> [Your task]:
Leave out the pictures, and retype only the lines from the beginning of the material through the line that contains "negative clicks: (78, 114)", including both.

************

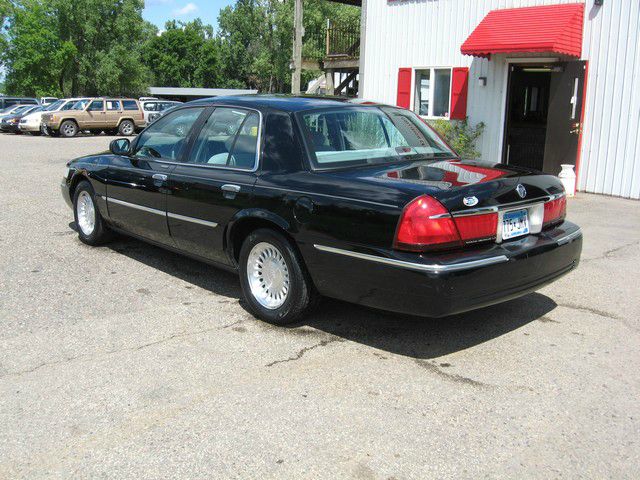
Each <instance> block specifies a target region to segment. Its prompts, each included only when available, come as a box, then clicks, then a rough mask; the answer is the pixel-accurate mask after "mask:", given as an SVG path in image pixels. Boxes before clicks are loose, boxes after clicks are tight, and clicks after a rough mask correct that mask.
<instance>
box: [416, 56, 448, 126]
mask: <svg viewBox="0 0 640 480" xmlns="http://www.w3.org/2000/svg"><path fill="white" fill-rule="evenodd" d="M415 79H416V83H415V94H414V97H413V98H414V99H415V104H414V111H415V112H416V113H417V114H418V115H421V116H423V117H434V118H449V97H450V95H451V69H450V68H424V69H416V75H415Z"/></svg>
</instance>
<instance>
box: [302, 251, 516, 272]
mask: <svg viewBox="0 0 640 480" xmlns="http://www.w3.org/2000/svg"><path fill="white" fill-rule="evenodd" d="M313 246H314V247H315V248H316V249H318V250H320V251H322V252H328V253H335V254H338V255H345V256H347V257H353V258H358V259H360V260H368V261H371V262H376V263H381V264H384V265H390V266H392V267H398V268H405V269H407V270H416V271H420V272H428V273H440V272H457V271H460V270H469V269H471V268H478V267H486V266H487V265H494V264H496V263H504V262H508V261H509V258H508V257H507V256H506V255H497V256H495V257H489V258H483V259H481V260H470V261H468V262H460V263H452V264H447V265H442V264H430V265H429V264H424V263H414V262H406V261H404V260H397V259H394V258H386V257H379V256H377V255H369V254H366V253H359V252H354V251H351V250H343V249H341V248H334V247H327V246H325V245H316V244H314V245H313Z"/></svg>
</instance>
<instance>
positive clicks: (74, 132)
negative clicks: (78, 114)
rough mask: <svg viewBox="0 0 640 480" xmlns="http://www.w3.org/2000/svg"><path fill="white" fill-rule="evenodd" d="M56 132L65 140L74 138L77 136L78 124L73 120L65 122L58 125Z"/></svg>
mask: <svg viewBox="0 0 640 480" xmlns="http://www.w3.org/2000/svg"><path fill="white" fill-rule="evenodd" d="M58 132H59V133H60V135H61V136H63V137H65V138H71V137H75V136H76V135H77V134H78V124H77V123H76V122H74V121H73V120H65V121H64V122H62V124H61V125H60V129H59V130H58Z"/></svg>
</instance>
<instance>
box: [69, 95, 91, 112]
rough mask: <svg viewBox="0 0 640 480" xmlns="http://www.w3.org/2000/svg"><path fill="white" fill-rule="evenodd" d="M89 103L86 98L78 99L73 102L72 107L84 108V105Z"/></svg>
mask: <svg viewBox="0 0 640 480" xmlns="http://www.w3.org/2000/svg"><path fill="white" fill-rule="evenodd" d="M87 103H89V100H87V99H86V98H84V99H82V100H78V101H77V102H76V103H74V104H73V106H72V107H71V110H84V107H86V106H87Z"/></svg>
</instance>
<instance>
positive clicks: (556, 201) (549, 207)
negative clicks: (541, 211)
mask: <svg viewBox="0 0 640 480" xmlns="http://www.w3.org/2000/svg"><path fill="white" fill-rule="evenodd" d="M566 215H567V197H560V198H556V199H555V200H551V201H549V202H547V203H545V204H544V220H543V222H542V224H543V226H547V225H549V224H551V223H556V222H559V221H561V220H564V217H565V216H566Z"/></svg>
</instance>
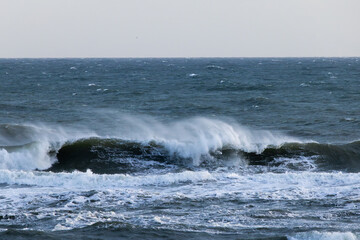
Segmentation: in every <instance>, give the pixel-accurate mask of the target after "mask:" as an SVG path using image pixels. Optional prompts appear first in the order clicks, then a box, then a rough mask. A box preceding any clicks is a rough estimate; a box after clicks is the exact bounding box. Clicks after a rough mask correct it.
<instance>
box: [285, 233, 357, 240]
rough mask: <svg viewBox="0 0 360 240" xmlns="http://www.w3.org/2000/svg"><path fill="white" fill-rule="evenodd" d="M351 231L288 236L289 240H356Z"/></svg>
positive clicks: (305, 234) (356, 237) (317, 233)
mask: <svg viewBox="0 0 360 240" xmlns="http://www.w3.org/2000/svg"><path fill="white" fill-rule="evenodd" d="M358 239H359V238H358V237H357V236H356V235H355V234H354V233H351V232H317V231H314V232H305V233H298V234H296V235H295V236H292V237H289V240H358Z"/></svg>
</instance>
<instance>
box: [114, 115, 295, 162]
mask: <svg viewBox="0 0 360 240" xmlns="http://www.w3.org/2000/svg"><path fill="white" fill-rule="evenodd" d="M117 121H118V123H119V125H118V126H117V129H116V128H112V129H111V132H112V136H113V137H116V138H121V139H127V140H131V141H139V142H149V141H155V142H157V143H160V144H162V145H164V146H165V147H166V148H167V149H168V151H169V152H170V154H173V155H178V156H181V157H183V158H190V159H192V160H193V164H194V165H198V164H200V163H201V157H202V156H204V155H206V156H209V153H210V152H214V151H216V150H218V149H221V148H224V147H231V148H237V149H239V150H242V151H246V152H256V153H261V152H262V151H263V150H264V149H265V148H266V147H268V146H270V145H271V146H280V145H281V144H284V143H286V142H300V140H299V139H296V138H293V137H288V136H285V135H283V134H280V133H274V132H270V131H265V130H251V129H249V128H246V127H243V126H241V125H239V124H237V123H235V122H225V121H222V120H218V119H210V118H204V117H196V118H189V119H183V120H180V121H175V122H170V123H164V122H160V121H158V120H156V119H154V118H151V117H146V116H131V115H121V116H117Z"/></svg>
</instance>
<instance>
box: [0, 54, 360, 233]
mask: <svg viewBox="0 0 360 240" xmlns="http://www.w3.org/2000/svg"><path fill="white" fill-rule="evenodd" d="M0 80H1V81H0V238H1V239H39V238H48V239H72V238H79V237H80V238H82V239H122V238H123V239H128V238H134V239H289V240H295V239H359V234H360V228H359V226H360V141H359V136H360V115H359V102H360V61H359V59H357V58H346V59H340V58H334V59H329V58H327V59H321V58H315V59H301V58H299V59H42V60H39V59H13V60H10V59H2V60H0Z"/></svg>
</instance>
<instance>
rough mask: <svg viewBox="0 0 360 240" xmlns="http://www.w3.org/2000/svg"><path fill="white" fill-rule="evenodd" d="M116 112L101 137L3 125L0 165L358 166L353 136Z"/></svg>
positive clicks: (38, 127)
mask: <svg viewBox="0 0 360 240" xmlns="http://www.w3.org/2000/svg"><path fill="white" fill-rule="evenodd" d="M122 117H123V119H126V123H127V124H128V127H127V129H126V131H124V133H122V132H115V133H113V136H109V135H107V136H103V137H101V136H98V134H96V133H91V131H90V130H88V131H87V133H80V132H78V133H76V134H74V132H72V131H73V130H71V129H68V130H65V129H61V130H60V129H50V128H48V127H44V126H42V127H39V126H37V127H36V126H26V125H23V126H20V125H2V127H1V146H0V158H1V162H0V163H1V164H0V168H1V169H10V170H11V169H14V170H35V169H39V170H45V169H46V170H48V171H55V172H61V171H74V170H79V171H86V170H88V169H90V170H91V171H93V172H95V173H100V174H102V173H135V172H144V171H147V170H149V169H150V170H159V171H160V170H161V169H167V168H175V169H181V168H185V169H187V168H205V169H208V170H215V169H217V168H221V167H241V168H243V169H249V167H250V168H251V166H263V167H264V168H258V170H261V171H263V170H265V169H266V168H268V169H271V171H277V172H281V171H289V170H298V171H301V170H318V171H327V170H342V171H348V172H358V171H360V163H359V159H360V142H359V141H355V142H352V143H348V144H338V145H336V144H321V143H315V142H302V141H300V140H299V139H296V138H292V137H288V136H285V135H282V134H279V133H272V132H270V131H260V130H251V129H249V128H245V127H242V126H240V125H239V124H236V123H234V122H226V121H222V120H216V119H209V118H192V119H184V120H179V121H176V122H170V123H162V122H159V121H156V120H155V119H154V118H150V117H143V118H140V117H139V116H137V117H134V116H129V115H127V116H122ZM70 132H71V133H72V134H70ZM115 135H118V136H119V137H115ZM120 137H122V138H120ZM15 143H21V144H20V145H14V144H15Z"/></svg>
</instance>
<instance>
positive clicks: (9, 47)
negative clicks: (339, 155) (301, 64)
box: [0, 0, 360, 58]
mask: <svg viewBox="0 0 360 240" xmlns="http://www.w3.org/2000/svg"><path fill="white" fill-rule="evenodd" d="M352 56H353V57H357V56H360V0H0V58H22V57H24V58H28V57H31V58H38V57H44V58H63V57H69V58H70V57H80V58H84V57H352Z"/></svg>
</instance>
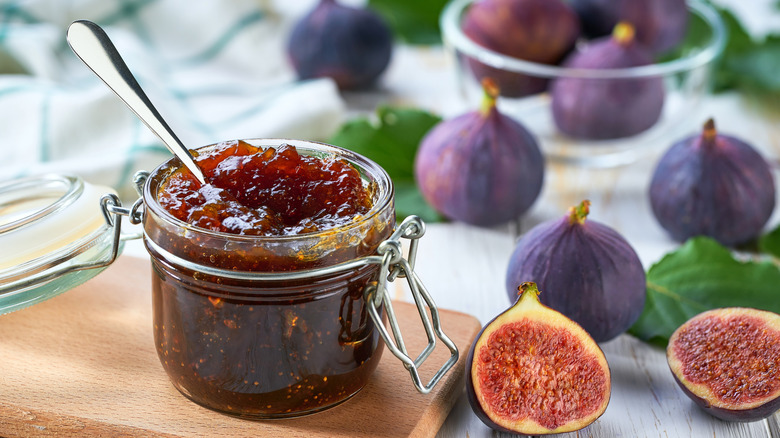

************

> [Your solution]:
Each <instance> block specifies a target region to segment. Its prompts, each included only when available, come as a box, then clicks, then a rough mask; the answer is the pixel-accurate mask after "mask:", given as an SVG path in image pixels. Boxes before clicks are loose, boxes after clicks are tight, and clicks after a rough mask correct that mask.
<instance>
box: [416, 56, 448, 126]
mask: <svg viewBox="0 0 640 480" xmlns="http://www.w3.org/2000/svg"><path fill="white" fill-rule="evenodd" d="M415 79H416V83H415V94H414V97H413V98H414V99H415V104H414V111H415V112H416V113H417V114H418V115H421V116H423V117H434V118H449V97H450V95H451V69H450V68H424V69H416V75H415Z"/></svg>
</instance>
<instance>
box: [302, 251, 516, 272]
mask: <svg viewBox="0 0 640 480" xmlns="http://www.w3.org/2000/svg"><path fill="white" fill-rule="evenodd" d="M313 246H314V247H315V248H316V249H318V250H320V251H322V252H328V253H335V254H338V255H345V256H347V257H353V258H358V259H360V260H368V261H371V262H376V263H381V264H384V265H390V266H392V267H398V268H405V269H407V270H416V271H420V272H428V273H440V272H457V271H460V270H469V269H471V268H478V267H486V266H487V265H494V264H496V263H504V262H508V261H509V258H508V257H507V256H506V255H497V256H495V257H489V258H483V259H481V260H470V261H468V262H460V263H452V264H447V265H442V264H430V265H429V264H424V263H414V262H406V261H404V260H397V259H394V258H386V257H379V256H377V255H369V254H366V253H359V252H354V251H351V250H343V249H341V248H334V247H327V246H325V245H316V244H314V245H313Z"/></svg>
</instance>
<instance>
positive clicks: (74, 132)
negative clicks: (78, 114)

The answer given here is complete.